**GIVEN TASK:** Rewrite the records as a JSON list of strings, one string per line and skipping blank lines, starting at their first line and ending with the line that contains "xmin=527 ymin=62 xmax=702 ymax=479".

**DATASET RECORDS:**

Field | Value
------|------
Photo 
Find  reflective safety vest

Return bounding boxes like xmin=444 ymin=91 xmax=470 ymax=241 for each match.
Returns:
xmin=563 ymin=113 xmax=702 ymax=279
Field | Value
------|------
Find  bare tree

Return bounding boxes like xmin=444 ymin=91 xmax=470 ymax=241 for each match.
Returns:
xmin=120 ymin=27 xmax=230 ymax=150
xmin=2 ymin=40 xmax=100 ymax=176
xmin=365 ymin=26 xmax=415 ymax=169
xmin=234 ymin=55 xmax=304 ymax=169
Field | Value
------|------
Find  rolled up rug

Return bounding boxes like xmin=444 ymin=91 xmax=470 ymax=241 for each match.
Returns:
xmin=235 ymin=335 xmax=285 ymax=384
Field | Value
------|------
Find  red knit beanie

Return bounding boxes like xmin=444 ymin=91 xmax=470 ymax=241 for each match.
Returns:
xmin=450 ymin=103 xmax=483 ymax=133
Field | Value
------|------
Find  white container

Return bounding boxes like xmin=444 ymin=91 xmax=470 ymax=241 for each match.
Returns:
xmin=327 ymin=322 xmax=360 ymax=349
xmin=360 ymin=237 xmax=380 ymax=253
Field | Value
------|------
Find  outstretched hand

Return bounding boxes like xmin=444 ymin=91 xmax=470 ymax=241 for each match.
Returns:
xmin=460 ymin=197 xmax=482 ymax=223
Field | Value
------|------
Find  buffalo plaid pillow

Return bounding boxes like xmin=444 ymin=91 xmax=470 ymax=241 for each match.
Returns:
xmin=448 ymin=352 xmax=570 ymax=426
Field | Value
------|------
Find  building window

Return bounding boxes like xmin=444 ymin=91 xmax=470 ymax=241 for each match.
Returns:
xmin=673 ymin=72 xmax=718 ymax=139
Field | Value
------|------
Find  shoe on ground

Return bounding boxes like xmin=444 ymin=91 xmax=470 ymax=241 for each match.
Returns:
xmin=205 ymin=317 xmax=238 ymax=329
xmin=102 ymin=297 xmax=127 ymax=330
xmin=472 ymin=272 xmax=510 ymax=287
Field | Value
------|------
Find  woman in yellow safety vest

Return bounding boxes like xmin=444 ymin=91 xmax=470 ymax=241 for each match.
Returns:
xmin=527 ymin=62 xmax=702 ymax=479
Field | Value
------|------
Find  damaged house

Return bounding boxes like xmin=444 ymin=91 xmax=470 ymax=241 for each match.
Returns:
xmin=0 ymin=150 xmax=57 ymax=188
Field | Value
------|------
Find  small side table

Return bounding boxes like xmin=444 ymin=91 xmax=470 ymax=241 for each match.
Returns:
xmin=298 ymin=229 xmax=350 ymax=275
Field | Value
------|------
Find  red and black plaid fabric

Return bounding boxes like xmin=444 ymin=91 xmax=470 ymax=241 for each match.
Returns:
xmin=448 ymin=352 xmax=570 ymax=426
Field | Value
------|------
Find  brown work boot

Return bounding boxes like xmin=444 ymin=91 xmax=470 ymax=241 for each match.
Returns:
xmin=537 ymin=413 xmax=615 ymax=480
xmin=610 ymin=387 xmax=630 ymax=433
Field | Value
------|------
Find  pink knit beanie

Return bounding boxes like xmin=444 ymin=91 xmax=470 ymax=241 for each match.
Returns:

**WRITTEN RESPONSE:**
[
  "Field | Value",
  "------|------",
  "Photo ",
  "Find  reflective safety vest",
  "Return bounding boxes like xmin=444 ymin=91 xmax=470 ymax=241 for each match.",
  "Returns:",
  "xmin=563 ymin=113 xmax=702 ymax=279",
  "Field | Value",
  "------|------",
  "Find  bare tree",
  "Return bounding boxes like xmin=444 ymin=91 xmax=470 ymax=241 for each match.",
  "Returns:",
  "xmin=120 ymin=27 xmax=230 ymax=150",
  "xmin=2 ymin=40 xmax=100 ymax=176",
  "xmin=365 ymin=26 xmax=415 ymax=169",
  "xmin=234 ymin=55 xmax=304 ymax=169",
  "Field | Value",
  "------|------",
  "Find  rolled up rug",
  "Return bounding boxes like xmin=444 ymin=91 xmax=470 ymax=241 for each match.",
  "Returns:",
  "xmin=235 ymin=335 xmax=285 ymax=384",
  "Field | Value",
  "------|------",
  "Find  red knit beanie",
  "Return bounding boxes like xmin=444 ymin=91 xmax=470 ymax=241 for each match.",
  "Returns:",
  "xmin=450 ymin=103 xmax=483 ymax=133",
  "Field | Value",
  "------|------",
  "Find  white container",
  "Return bounding boxes like xmin=444 ymin=91 xmax=470 ymax=241 for each match.",
  "Returns:",
  "xmin=327 ymin=322 xmax=360 ymax=349",
  "xmin=360 ymin=237 xmax=380 ymax=253",
  "Field | Value",
  "------|------",
  "Find  outstretched hand",
  "Return bounding boxes like xmin=444 ymin=91 xmax=470 ymax=241 for each match.",
  "Returns:",
  "xmin=460 ymin=197 xmax=482 ymax=223",
  "Field | Value",
  "------|------",
  "Find  buffalo plaid pillow",
  "Return bounding boxes like xmin=444 ymin=91 xmax=470 ymax=241 for each match.",
  "Returns:",
  "xmin=448 ymin=352 xmax=570 ymax=426",
  "Field | Value",
  "------|------",
  "Find  building window",
  "Return bounding boxes like xmin=444 ymin=91 xmax=470 ymax=241 for each match.",
  "Returns:",
  "xmin=673 ymin=72 xmax=718 ymax=139",
  "Field | Value",
  "------|------",
  "Find  shoe on ground",
  "Return bounding boxes like xmin=444 ymin=91 xmax=470 ymax=241 for each match.",
  "Returns:",
  "xmin=205 ymin=317 xmax=238 ymax=329",
  "xmin=102 ymin=297 xmax=127 ymax=330",
  "xmin=472 ymin=272 xmax=510 ymax=287",
  "Field | Value",
  "------|------",
  "Find  woman in yellow safety vest",
  "Return bounding boxes like xmin=444 ymin=91 xmax=470 ymax=241 for each match.",
  "Returns:",
  "xmin=527 ymin=62 xmax=702 ymax=479"
]